[PARTS OF THE EXERCISE]:
a: Please transcribe the part of the food safety article starting at "Some politicians want" and ending at "It also . . .".
b: List the choices between kinds of food that, according to the food safety article, the free market lets you make.
c: Write the next part of the food safety article, picking up from its final line.

Quote of the Day: "Being the state means never having to say you’re sorry." -- D.A. Ridgely (Source: Positive Liberty blog, March 23, 2009)
Subject: The Incredible Cost of Utopian Food Safety Plans
Crops grow in dirt. Animals don't take showers or use toilets. Food is made from yucky stuff.
This means there's always a risk of contamination. We can reduce this risk, but not eliminate it. Attempts to make everything perfectly safe are Utopian fantasies that carry a high price in increased costs, reduced variety, diminished supply, and . . . increased risk.
The free market already provides you with multiple ways to balance risks and costs. You can choose between . . .
* Organic and non-organic food
* Locally grown food, or food from far away
* Processed or non-processed food
* Natural or genetically engineered food
The politicians want to reduce this variety, and your choices, in favor of their preferred scheme of top-down, one-size-fits-all regulation. But do such monolithic schemes really make us safer? What if the one-size-fits-all scheme gets something wrong, overlooks something, or has unintended consequences? Then everybody suffers, whereas . . .
The choices provided by the free market tend to limit the harm caused by mistakes. It's like having a diversified portfolio of investments. Sadly, politicians aren't fond of diversity. They much prefer their own arrogant dreams for re-engineering the world. Now here comes their latest one . . .
Some politicians want to exploit highly publicized food-borne outbreaks to remake American agriculture, from the top down. These outbreaks were generally the result of industrialized food production, but, as with 9-11 and the housing bubble, politicians like to use crises to grab the power to re-do everything. In this case the most infamous proposal is H.R. 875, the Food Safety Modernization Act. This bill would create . . .
* a vast new bureaucracy, the Food Safety Administration (FSA)
* an army of inspectors with the power to seize the papers and effects of farmers without a warrant
* a system to track every morsel of food from the farm to the supermarket, in combination with the National Animal Identification System (NAIS)
* a pile of reports for farmers to file
It also . . .

[Saved data entries]:
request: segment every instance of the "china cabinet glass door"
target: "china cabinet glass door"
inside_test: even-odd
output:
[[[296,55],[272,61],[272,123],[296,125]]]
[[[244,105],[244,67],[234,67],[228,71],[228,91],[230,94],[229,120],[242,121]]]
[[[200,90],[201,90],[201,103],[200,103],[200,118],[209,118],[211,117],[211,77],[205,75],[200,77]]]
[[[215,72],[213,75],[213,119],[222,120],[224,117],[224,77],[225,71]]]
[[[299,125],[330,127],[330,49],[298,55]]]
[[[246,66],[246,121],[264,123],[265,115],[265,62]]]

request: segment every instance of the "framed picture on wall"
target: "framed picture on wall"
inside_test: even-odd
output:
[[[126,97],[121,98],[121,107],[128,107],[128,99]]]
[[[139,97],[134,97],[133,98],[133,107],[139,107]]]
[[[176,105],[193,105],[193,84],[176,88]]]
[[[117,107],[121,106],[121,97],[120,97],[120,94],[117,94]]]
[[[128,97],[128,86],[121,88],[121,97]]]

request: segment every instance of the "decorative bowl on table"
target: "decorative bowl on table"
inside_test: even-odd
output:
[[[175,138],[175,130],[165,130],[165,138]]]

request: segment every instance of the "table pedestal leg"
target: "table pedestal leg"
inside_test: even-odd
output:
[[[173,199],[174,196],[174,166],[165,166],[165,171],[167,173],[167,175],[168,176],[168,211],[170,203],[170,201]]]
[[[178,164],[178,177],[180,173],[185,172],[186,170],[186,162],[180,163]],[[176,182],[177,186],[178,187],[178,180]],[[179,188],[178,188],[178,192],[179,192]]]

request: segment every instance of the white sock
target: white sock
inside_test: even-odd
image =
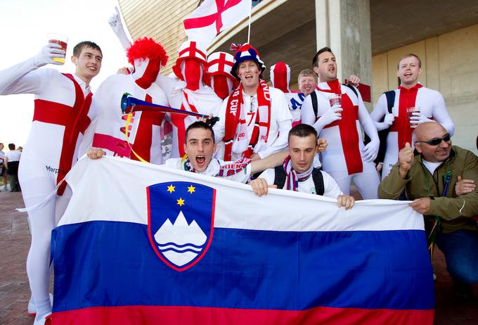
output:
[[[48,299],[44,299],[41,300],[35,300],[35,305],[37,305],[37,317],[35,319],[41,319],[47,314],[51,312],[51,304],[50,304],[50,298]]]

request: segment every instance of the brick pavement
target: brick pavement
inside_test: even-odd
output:
[[[356,192],[353,194],[359,196]],[[33,317],[27,315],[26,311],[30,298],[25,270],[30,245],[28,225],[26,214],[14,210],[22,206],[21,193],[0,192],[0,324],[33,323]],[[451,279],[438,249],[434,267],[437,274],[435,324],[478,325],[478,286],[474,286],[472,302],[459,302],[453,296]]]

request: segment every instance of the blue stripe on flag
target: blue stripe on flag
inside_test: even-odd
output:
[[[94,221],[54,231],[54,312],[123,305],[434,307],[422,231],[215,228],[205,256],[182,272],[158,258],[145,224]]]

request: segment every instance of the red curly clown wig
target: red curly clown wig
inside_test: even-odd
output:
[[[149,58],[150,60],[159,59],[161,61],[161,66],[164,67],[167,63],[168,58],[162,46],[150,37],[137,39],[128,48],[126,56],[128,58],[128,62],[133,65],[134,60],[138,58],[143,60]]]

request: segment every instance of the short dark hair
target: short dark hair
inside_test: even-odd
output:
[[[300,81],[301,77],[314,77],[317,81],[317,74],[310,69],[304,69],[300,72],[299,72],[299,76],[297,77],[297,82]]]
[[[212,129],[212,127],[211,127],[208,124],[206,124],[205,122],[196,121],[190,126],[188,126],[188,128],[186,129],[186,137],[184,138],[185,144],[188,141],[188,134],[189,133],[189,131],[193,129],[204,129],[209,130],[211,132],[211,136],[212,136],[212,142],[214,144],[216,143],[216,140],[214,139],[214,131]]]
[[[295,135],[299,138],[305,138],[309,135],[313,134],[316,139],[317,139],[317,130],[314,127],[307,124],[298,124],[289,131],[289,136],[288,137],[288,142],[290,139],[290,136]]]
[[[314,57],[314,59],[312,60],[312,66],[313,67],[318,67],[318,56],[322,54],[323,52],[330,52],[332,54],[334,53],[332,51],[330,47],[325,46],[323,47],[318,51],[316,53],[316,56]]]
[[[406,54],[401,58],[400,58],[400,60],[399,60],[399,63],[396,63],[396,70],[400,69],[400,62],[401,62],[403,59],[411,57],[417,58],[417,60],[418,60],[418,68],[422,68],[422,60],[420,59],[418,56],[417,56],[416,54],[413,54],[413,53],[409,53],[408,54]]]
[[[84,41],[80,42],[79,43],[75,46],[75,47],[73,48],[73,56],[75,56],[77,58],[79,57],[82,53],[82,50],[85,47],[91,47],[91,49],[94,49],[95,50],[99,51],[101,55],[103,55],[101,49],[100,49],[100,46],[98,46],[96,43],[90,41]]]

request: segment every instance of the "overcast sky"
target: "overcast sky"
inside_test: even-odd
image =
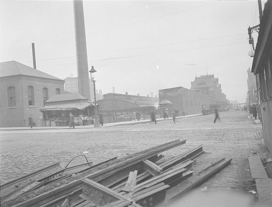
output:
[[[196,75],[206,74],[206,61],[227,98],[245,102],[253,60],[247,28],[259,23],[257,0],[83,3],[89,67],[103,94],[114,86],[145,96],[189,89]],[[0,61],[33,67],[34,43],[38,69],[77,77],[74,17],[72,1],[1,0]]]

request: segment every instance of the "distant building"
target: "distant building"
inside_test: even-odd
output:
[[[184,112],[184,115],[201,114],[202,110],[209,109],[210,103],[215,101],[214,98],[203,94],[201,89],[190,90],[181,86],[159,90],[159,98],[161,113],[167,109],[164,106],[167,104],[171,107],[167,106],[169,113],[173,111],[176,116],[183,115]]]
[[[226,96],[222,92],[221,84],[219,83],[218,78],[215,78],[214,75],[200,75],[196,77],[195,81],[191,82],[191,90],[201,89],[203,94],[211,95],[215,98],[216,104],[218,106],[227,106],[230,102]],[[212,107],[211,103],[211,107]]]
[[[29,115],[43,120],[44,102],[64,93],[64,81],[15,61],[0,63],[0,126],[21,126]]]
[[[251,105],[258,102],[258,93],[256,84],[256,78],[251,72],[250,68],[247,70],[248,104]]]
[[[158,103],[158,98],[139,95],[109,93],[103,95],[102,99],[97,101],[99,110],[105,116],[112,116],[132,114],[133,110],[142,114],[149,115]]]
[[[65,81],[64,83],[64,88],[65,90],[72,93],[78,92],[78,82],[77,77],[67,77],[64,78]],[[94,83],[91,79],[89,79],[89,86],[91,91],[91,100],[89,101],[93,102],[94,101]],[[97,89],[96,95],[96,98],[97,100],[103,98],[103,95],[102,94],[102,91],[99,90],[100,92],[101,91],[101,93],[97,92]]]

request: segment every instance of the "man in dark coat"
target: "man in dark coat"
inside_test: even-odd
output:
[[[220,120],[219,118],[219,115],[218,114],[218,109],[217,108],[217,106],[215,106],[215,120],[214,120],[213,123],[215,123],[215,122],[216,121],[216,120],[218,119]]]
[[[69,115],[69,124],[68,126],[70,127],[71,128],[72,126],[73,129],[74,129],[74,126],[76,126],[76,124],[74,123],[74,116],[72,112],[70,112]]]
[[[153,110],[151,111],[151,121],[155,121],[155,124],[157,123],[157,121],[156,121],[156,116],[155,114],[155,111],[154,110]]]
[[[28,124],[30,126],[31,129],[32,128],[32,126],[33,125],[33,119],[32,118],[32,115],[31,114],[28,118]]]
[[[252,114],[255,119],[257,119],[257,109],[254,104],[253,104],[252,107]]]
[[[141,114],[140,113],[139,111],[137,111],[136,113],[136,117],[137,118],[137,121],[139,121],[140,119],[141,118]]]
[[[164,111],[163,112],[163,118],[165,119],[166,118],[166,111]]]
[[[100,120],[100,123],[101,126],[103,126],[103,113],[102,112],[99,113],[99,119]]]
[[[176,115],[175,114],[175,112],[173,111],[172,112],[172,117],[173,117],[173,121],[174,121],[174,123],[175,123],[176,122],[175,121],[175,119],[176,118]]]

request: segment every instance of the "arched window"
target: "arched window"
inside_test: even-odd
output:
[[[33,86],[28,86],[28,105],[35,106],[34,101],[34,88]]]
[[[59,88],[56,89],[56,95],[58,95],[60,94],[60,89]]]
[[[15,87],[10,86],[7,88],[7,96],[8,98],[9,106],[16,106],[16,96],[15,95]]]
[[[45,101],[48,99],[48,89],[43,88],[43,101]]]

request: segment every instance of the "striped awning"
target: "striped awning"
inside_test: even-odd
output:
[[[74,111],[78,109],[84,110],[92,105],[91,103],[81,102],[55,104],[45,106],[44,108],[40,109],[40,111],[44,112],[49,111]]]

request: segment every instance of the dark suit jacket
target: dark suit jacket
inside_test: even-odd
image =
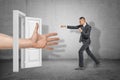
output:
[[[82,29],[81,35],[79,42],[85,42],[85,43],[90,43],[90,32],[91,32],[91,26],[86,24],[85,27],[82,25],[77,25],[77,26],[67,26],[68,29]]]

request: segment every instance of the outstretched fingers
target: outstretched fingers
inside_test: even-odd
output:
[[[57,33],[48,33],[48,34],[46,34],[46,37],[52,37],[52,36],[56,36],[57,35]]]
[[[48,42],[58,41],[58,40],[60,40],[58,37],[55,37],[55,38],[47,38],[47,41],[48,41]]]

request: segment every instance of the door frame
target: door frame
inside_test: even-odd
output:
[[[25,17],[26,14],[19,10],[13,10],[13,72],[19,72],[19,16]],[[21,26],[21,29],[23,28]],[[23,65],[21,65],[22,67]]]

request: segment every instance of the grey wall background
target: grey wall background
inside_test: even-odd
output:
[[[78,58],[79,31],[59,25],[78,25],[80,16],[92,26],[93,53],[102,59],[120,59],[120,0],[0,0],[0,33],[12,36],[13,9],[42,18],[43,33],[58,32],[59,45],[54,51],[43,50],[43,59]],[[12,50],[0,50],[0,59],[11,58]]]

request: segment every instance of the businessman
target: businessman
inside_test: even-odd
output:
[[[83,59],[83,52],[86,51],[87,54],[94,60],[96,66],[100,64],[100,62],[96,59],[96,57],[93,55],[93,53],[90,51],[90,32],[91,32],[91,26],[88,25],[86,22],[85,17],[79,18],[80,25],[77,26],[69,26],[69,25],[61,25],[61,28],[68,28],[68,29],[79,29],[81,35],[79,42],[82,42],[83,45],[79,50],[79,67],[75,68],[75,70],[84,70],[84,59]]]

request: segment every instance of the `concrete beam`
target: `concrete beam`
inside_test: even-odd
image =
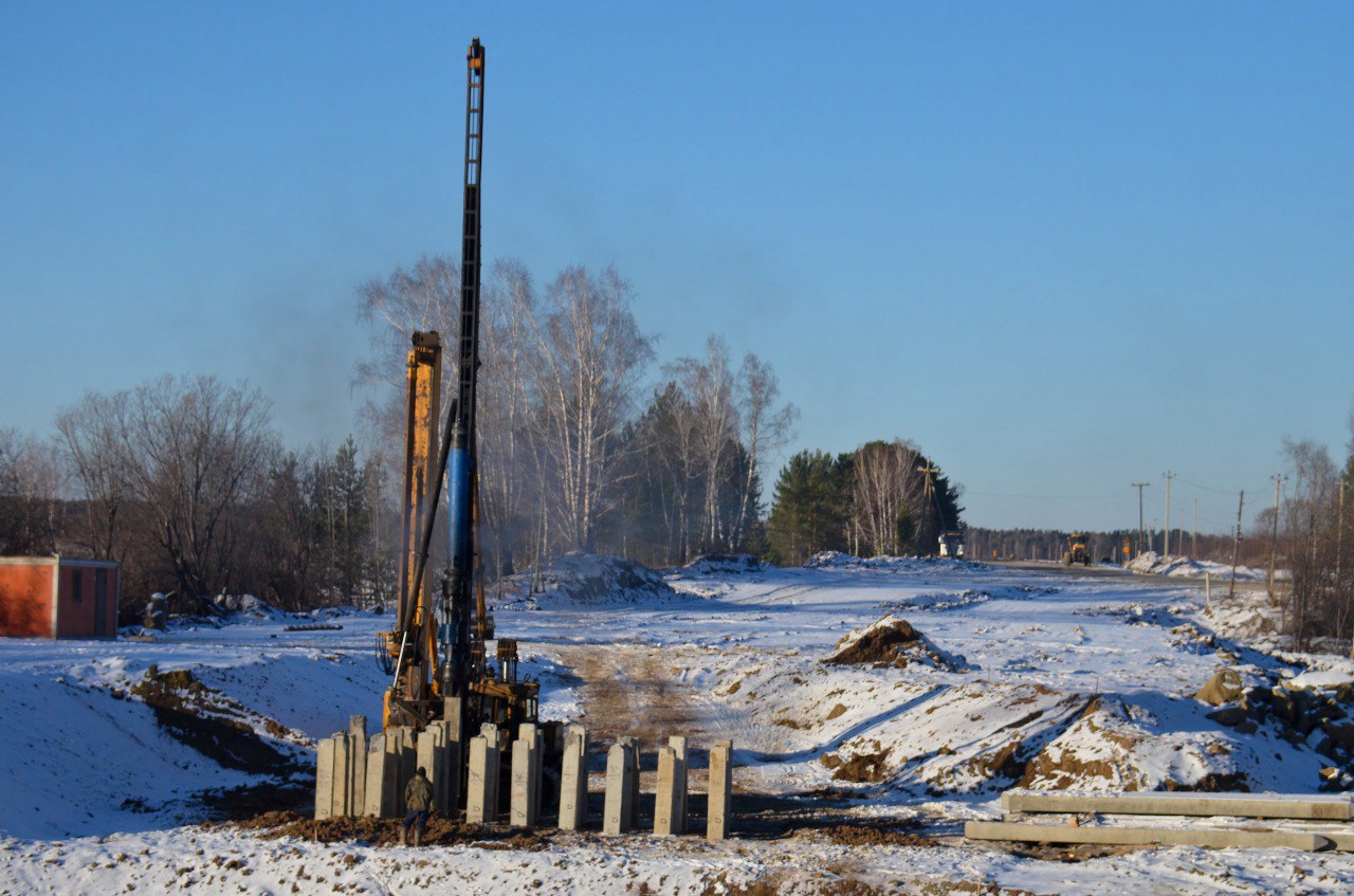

[TASK-BY-TASK ANSWERS]:
a:
Some politicians want to exploit highly publicized food-borne outbreaks to remake American agriculture, from the top down. These outbreaks were generally the result of industrialized food production, but, as with 9-11 and the housing bubble, politicians like to use crises to grab the power to re-do everything. In this case the most infamous proposal is H.R. 875, the Food Safety Modernization Act. This bill would create . . .
* a vast new bureaucracy, the Food Safety Administration (FSA)
* an army of inspectors with the power to seize the papers and effects of farmers without a warrant
* a system to track every morsel of food from the farm to the supermarket, in combination with the National Animal Identification System (NAIS)
* a pile of reports for farmers to file
It also . . .

b:
- Organic and non-organic food
- Locally grown food, or food from far away
- Processed or non-processed food
- Natural or genetically engineered food

c:
* defines a regulated "food production facility" to potentially include backyard gardens
* gives FSA bureaucrats wide latitude to define "safety" so as to potentially ban organic farming
* fines violators of FSA regulations up to $1 million per day with no judicial review
* asserts federal jurisdiction even when food doesn't cross state lines
Another bill, H.R. 759, is less extreme, but it still increases inspections, requires piles of paperwork, and forces farms and restaurants to maintain standardized electronic record-keeping. Both of these bills will . . .
* Drive some farms out of business (further concentrating our food supply in industrial farms)
* Reduce the supply and diversity of your food
* Raise the cost of your food
* Subject our entire food supply to unexpected, unintended, top-down mistakes (Congress's recent lead regulations are a perfect example of this danger)!
With obvious sarcasm we cry, "All hail one-size-fits-all schemes!"
Neither bill is likely to pass as-is, but you should still be very concerned. House Commerce & Energy Chair Henry Waxman says he intends to pass a "strong food safety bill" soon, and he hints that it will draw from these and other bills.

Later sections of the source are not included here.